EXTRAHIERTER TEXT ▸
——

Mit der Ausdehnung der Stadt wuchs auch das Repertoire des Chors, dem Mitglieder aus verschiedenen Generationen und mit unterschiedlichem Hintergrund beitraten. Trotz zahlreicher
Herausforderungen, einschließlich des Bürgerkriegs von 1891, gelang es dem Frohsinn-Chor, aktiv und bekannt zu bleiben.
Im Jahr 1910 sang der Chor anlässlich der ersten Hundertjahrfeier der Republik Chile. Gemeinsam mit illustren Gästen aus Deutschland, wie Graf von Pfeil, der als Sondergesandter Deutschlands für dieses Ereignis angereist war, wurden die Nationalhymnen Chiles und Deutschlands sowie ein Repertoire typischer Lieder beider Länder vorgetragen.
Zusammenhalt in schwierigen Zeiten
Der Ausbruch des Ersten Weltkriegs war für viele deutsche Einwanderer in Chile eine Zeit der Spannungen und Nöte. Doch der Chor blieb zusammen und nutzte die Musik als Mittel zur Bewältigung von Widrigkeiten und zur Stärkung der Gemeinschaft. Gleiches geschah während des Zweiten Weltkriegs, als die schwierige Weltlage die Stärke und den Zusammenhalt des Chors auf die Probe stellte. Beide Male hat der Frohsinn-Chor nicht nur überlebt, sondern ist stärker geworden – Beweis für die Widerstandsfähigkeit seiner Mitglieder und die Bedeutung der Musik in Krisenzeiten.

——

INHALT DER DATEN ▸
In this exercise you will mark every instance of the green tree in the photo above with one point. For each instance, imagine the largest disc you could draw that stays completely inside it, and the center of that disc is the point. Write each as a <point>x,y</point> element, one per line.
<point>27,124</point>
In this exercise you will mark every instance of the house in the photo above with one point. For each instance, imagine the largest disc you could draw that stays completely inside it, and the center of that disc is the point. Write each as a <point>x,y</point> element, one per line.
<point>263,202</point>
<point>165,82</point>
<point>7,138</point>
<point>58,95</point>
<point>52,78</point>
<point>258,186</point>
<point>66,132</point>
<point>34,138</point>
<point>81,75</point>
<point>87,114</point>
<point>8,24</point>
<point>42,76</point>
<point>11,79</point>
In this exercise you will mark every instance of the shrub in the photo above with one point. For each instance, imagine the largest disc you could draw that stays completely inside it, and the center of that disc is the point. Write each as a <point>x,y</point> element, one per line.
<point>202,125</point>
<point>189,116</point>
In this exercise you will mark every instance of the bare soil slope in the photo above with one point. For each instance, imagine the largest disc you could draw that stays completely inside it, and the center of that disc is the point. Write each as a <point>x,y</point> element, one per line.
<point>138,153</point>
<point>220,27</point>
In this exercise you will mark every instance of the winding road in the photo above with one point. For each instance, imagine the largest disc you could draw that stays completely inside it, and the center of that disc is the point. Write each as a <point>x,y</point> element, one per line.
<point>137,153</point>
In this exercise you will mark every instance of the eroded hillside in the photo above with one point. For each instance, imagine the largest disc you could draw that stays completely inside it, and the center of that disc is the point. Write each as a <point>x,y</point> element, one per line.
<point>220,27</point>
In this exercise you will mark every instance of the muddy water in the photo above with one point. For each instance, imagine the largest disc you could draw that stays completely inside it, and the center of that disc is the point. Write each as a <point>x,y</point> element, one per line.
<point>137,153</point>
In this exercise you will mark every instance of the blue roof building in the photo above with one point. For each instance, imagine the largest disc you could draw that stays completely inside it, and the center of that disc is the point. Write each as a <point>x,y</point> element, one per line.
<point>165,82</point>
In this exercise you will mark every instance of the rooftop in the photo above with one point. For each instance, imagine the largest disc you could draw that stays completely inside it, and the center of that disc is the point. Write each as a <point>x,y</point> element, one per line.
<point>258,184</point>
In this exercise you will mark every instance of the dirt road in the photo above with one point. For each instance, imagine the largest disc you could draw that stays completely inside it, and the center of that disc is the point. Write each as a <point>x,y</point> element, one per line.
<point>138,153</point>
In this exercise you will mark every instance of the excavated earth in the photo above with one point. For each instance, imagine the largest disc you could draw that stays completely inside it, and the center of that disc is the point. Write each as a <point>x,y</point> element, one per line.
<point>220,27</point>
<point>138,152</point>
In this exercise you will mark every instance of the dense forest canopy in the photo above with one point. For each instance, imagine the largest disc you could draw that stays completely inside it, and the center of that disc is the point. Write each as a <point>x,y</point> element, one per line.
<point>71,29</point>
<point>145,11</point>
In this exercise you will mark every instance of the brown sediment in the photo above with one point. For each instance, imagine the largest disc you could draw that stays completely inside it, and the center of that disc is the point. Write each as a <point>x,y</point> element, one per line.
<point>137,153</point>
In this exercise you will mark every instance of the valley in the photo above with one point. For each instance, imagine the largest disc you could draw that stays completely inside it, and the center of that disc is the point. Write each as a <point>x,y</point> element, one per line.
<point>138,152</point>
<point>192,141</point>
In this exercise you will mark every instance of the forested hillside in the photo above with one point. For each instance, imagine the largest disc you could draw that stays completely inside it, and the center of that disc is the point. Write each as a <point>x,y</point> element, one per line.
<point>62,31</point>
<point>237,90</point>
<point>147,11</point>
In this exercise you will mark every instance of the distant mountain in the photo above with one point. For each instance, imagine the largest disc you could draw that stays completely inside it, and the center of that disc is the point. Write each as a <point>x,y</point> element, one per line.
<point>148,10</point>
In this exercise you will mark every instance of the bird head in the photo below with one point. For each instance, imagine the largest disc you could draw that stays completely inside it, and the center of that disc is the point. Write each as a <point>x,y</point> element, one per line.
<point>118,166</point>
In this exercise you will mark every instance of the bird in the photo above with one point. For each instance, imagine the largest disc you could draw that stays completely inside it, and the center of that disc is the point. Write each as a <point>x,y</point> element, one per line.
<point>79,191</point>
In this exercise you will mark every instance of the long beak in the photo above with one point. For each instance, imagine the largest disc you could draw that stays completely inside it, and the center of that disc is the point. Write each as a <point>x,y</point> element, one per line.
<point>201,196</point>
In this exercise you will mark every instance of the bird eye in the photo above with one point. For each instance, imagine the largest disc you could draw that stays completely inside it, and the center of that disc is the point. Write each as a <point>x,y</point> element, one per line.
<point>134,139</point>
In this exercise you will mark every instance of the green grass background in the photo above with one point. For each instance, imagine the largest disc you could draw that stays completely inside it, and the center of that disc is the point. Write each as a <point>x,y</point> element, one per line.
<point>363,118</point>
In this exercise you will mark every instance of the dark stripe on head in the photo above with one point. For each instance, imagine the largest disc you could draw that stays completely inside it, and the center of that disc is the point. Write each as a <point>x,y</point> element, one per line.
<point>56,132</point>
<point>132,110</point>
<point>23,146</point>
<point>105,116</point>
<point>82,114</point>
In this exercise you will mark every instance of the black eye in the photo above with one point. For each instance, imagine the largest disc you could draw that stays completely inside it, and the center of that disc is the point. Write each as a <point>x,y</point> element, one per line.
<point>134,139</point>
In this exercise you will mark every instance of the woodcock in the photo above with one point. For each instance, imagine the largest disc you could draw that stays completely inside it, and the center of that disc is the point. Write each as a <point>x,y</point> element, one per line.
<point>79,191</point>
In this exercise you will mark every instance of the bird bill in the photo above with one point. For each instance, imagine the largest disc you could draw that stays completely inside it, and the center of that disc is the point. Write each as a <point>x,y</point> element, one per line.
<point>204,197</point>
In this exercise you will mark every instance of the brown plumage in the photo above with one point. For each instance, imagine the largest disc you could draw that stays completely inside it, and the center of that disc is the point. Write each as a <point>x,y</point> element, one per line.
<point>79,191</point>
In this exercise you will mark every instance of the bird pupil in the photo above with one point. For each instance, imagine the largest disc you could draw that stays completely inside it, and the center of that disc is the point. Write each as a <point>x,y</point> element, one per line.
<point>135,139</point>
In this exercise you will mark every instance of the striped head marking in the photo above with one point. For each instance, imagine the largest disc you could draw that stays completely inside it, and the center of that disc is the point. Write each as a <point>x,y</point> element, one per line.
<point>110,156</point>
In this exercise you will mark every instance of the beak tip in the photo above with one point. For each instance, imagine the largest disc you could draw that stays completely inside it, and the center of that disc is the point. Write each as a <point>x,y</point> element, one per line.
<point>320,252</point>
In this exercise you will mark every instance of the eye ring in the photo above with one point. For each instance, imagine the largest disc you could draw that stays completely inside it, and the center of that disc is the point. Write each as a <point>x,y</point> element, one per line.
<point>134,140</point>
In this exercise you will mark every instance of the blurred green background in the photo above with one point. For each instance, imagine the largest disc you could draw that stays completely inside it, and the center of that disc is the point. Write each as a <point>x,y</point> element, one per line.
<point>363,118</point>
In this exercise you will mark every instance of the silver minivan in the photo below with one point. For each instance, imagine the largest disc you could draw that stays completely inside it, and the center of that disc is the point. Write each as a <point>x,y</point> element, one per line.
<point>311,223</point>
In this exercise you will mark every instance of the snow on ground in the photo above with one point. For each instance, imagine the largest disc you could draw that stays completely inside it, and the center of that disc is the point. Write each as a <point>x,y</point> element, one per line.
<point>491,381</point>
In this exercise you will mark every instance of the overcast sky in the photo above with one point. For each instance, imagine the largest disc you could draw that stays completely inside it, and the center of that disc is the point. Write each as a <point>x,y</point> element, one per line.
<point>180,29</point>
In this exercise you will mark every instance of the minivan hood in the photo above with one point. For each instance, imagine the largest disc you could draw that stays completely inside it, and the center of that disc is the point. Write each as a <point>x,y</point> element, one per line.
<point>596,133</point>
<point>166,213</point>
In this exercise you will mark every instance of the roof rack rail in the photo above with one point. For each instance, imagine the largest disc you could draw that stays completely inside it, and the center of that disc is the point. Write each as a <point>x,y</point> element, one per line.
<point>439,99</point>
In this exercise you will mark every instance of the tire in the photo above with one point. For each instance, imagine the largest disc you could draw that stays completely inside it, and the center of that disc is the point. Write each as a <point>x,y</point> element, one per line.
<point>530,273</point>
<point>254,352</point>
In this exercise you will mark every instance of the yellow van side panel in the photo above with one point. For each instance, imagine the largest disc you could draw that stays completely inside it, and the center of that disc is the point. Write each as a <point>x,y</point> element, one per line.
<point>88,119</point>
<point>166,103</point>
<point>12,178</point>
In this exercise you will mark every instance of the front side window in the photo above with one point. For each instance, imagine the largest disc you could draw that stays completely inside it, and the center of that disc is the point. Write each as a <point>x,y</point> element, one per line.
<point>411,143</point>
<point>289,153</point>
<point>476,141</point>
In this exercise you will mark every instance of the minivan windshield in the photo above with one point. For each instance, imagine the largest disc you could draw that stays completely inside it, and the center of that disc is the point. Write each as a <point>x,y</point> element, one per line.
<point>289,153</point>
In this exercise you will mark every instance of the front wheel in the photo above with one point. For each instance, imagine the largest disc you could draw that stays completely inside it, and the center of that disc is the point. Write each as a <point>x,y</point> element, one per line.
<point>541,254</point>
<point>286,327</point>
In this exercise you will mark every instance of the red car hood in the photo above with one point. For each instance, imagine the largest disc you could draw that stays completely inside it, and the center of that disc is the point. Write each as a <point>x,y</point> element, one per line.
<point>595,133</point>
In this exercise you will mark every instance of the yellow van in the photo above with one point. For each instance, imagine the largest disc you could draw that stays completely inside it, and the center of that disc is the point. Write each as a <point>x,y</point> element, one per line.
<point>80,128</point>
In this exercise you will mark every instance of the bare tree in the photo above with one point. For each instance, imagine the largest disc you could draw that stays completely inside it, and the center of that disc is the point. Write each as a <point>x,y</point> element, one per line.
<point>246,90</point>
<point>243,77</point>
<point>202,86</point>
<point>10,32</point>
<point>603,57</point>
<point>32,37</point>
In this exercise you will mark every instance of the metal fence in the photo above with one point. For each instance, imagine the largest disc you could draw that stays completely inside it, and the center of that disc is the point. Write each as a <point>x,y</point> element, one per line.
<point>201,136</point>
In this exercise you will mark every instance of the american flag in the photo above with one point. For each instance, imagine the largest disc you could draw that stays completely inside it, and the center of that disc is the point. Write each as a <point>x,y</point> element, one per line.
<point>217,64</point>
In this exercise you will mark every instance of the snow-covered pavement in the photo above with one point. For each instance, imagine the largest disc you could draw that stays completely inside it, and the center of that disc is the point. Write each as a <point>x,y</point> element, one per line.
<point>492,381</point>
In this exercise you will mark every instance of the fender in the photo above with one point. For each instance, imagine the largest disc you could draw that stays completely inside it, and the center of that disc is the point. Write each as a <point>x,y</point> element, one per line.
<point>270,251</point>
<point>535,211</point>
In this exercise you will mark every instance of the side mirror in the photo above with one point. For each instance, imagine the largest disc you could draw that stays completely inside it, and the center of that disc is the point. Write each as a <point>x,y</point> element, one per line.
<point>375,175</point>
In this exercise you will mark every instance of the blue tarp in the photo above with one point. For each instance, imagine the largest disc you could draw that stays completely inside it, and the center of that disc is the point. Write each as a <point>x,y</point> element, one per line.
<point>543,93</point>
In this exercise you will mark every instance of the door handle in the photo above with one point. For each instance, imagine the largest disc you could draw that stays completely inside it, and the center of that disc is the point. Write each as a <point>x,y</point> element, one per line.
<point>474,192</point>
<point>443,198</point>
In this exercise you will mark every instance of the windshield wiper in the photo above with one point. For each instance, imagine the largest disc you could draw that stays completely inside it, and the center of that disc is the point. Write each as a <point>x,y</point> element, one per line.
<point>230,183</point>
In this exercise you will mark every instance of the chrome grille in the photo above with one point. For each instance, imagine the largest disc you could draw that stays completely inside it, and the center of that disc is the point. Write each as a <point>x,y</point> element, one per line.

——

ZIEL DER AUFGABE ▸ Gib den Abschnitt aus dem Text über den Frohsinn-Chor von „Zusammenhalt in schwierigen“ bis „Musik in Krisenzeiten.“ wörtlich wieder.

ANTWORT ▸
Zusammenhalt in schwierigen Zeiten
Der Ausbruch des Ersten Weltkriegs war für viele deutsche Einwanderer in Chile eine Zeit der Spannungen und Nöte. Doch der Chor blieb zusammen und nutzte die Musik als Mittel zur Bewältigung von Widrigkeiten und zur Stärkung der Gemeinschaft. Gleiches geschah während des Zweiten Weltkriegs, als die schwierige Weltlage die Stärke und den Zusammenhalt des Chors auf die Probe stellte. Beide Male hat der Frohsinn-Chor nicht nur überlebt, sondern ist stärker geworden – Beweis für die Widerstandsfähigkeit seiner Mitglieder und die Bedeutung der Musik in Krisenzeiten.